Region pointing data:
::::::::::
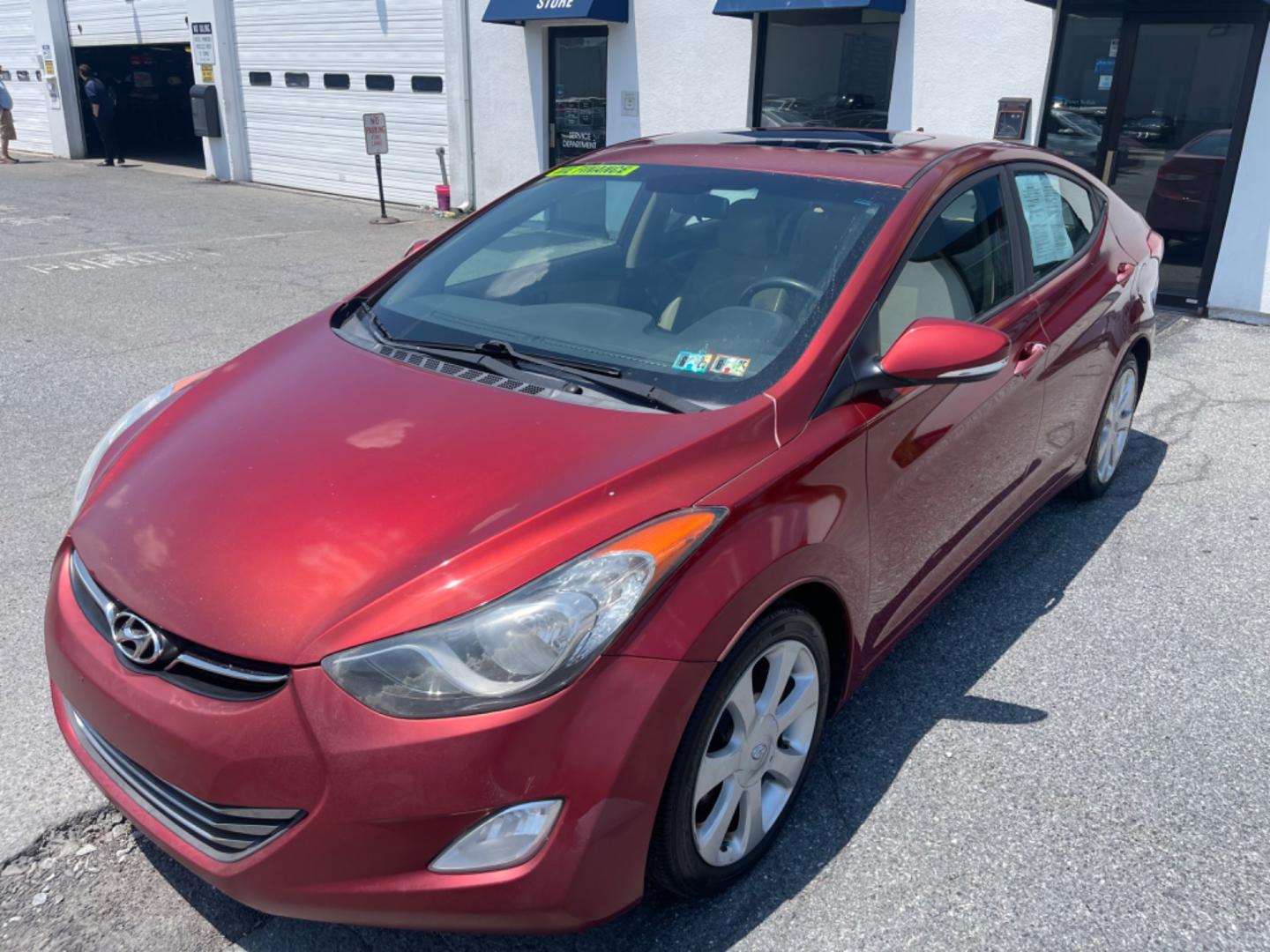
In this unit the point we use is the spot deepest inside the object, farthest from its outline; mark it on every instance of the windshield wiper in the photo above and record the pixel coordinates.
(499, 355)
(598, 376)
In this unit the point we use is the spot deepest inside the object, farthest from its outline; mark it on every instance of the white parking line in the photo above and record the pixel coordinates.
(122, 259)
(117, 249)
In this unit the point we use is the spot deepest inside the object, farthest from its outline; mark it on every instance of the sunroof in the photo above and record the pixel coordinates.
::::::::::
TASK PROMPT: Restate the entries verbatim and exclude any pictures.

SOLVED EXERCISE:
In this unit the point we use is the spot deepest inside the object, farthest from its outline; mark it on every instance of the windshield wiper in the photo above and record the pixel coordinates.
(499, 355)
(598, 376)
In this unit the point we use is the spot deepest inside the object, farthest from its outline; mark it on every instance of the white parking line in the photo above and record the pixel coordinates.
(122, 259)
(117, 249)
In this unit the point we use is the spot deepest inside the object, farthest from its outline; mark it on every instance of the sunroof in the photo above and record the pixel coordinates.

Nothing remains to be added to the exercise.